**Request:** Identify and copy every line of the records that contains the word "crane", treating case as significant.

**Dataset excerpts:**
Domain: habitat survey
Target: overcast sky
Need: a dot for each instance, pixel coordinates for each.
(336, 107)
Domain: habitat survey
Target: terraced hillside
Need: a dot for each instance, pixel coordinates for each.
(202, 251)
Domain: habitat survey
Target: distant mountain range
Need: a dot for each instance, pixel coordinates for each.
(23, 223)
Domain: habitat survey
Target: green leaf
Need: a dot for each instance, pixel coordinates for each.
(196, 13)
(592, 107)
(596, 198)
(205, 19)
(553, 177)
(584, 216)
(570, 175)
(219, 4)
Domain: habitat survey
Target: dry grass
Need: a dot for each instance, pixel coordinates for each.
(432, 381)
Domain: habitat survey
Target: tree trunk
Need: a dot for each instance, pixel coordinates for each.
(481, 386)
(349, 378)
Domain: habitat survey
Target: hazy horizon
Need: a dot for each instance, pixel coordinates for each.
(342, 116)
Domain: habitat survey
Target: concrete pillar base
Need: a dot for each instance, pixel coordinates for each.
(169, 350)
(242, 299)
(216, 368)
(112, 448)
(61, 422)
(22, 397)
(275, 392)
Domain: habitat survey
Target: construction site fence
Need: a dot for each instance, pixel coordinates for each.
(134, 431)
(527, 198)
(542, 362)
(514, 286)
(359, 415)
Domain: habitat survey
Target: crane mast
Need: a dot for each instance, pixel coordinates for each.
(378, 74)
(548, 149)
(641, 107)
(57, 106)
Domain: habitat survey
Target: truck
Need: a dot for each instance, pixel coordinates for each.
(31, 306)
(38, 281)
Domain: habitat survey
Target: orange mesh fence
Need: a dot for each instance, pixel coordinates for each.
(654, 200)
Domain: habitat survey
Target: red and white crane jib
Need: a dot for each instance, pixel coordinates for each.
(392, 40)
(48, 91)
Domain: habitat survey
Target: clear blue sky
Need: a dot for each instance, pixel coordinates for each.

**Reply:**
Target: crane mast
Target: red and white crane jib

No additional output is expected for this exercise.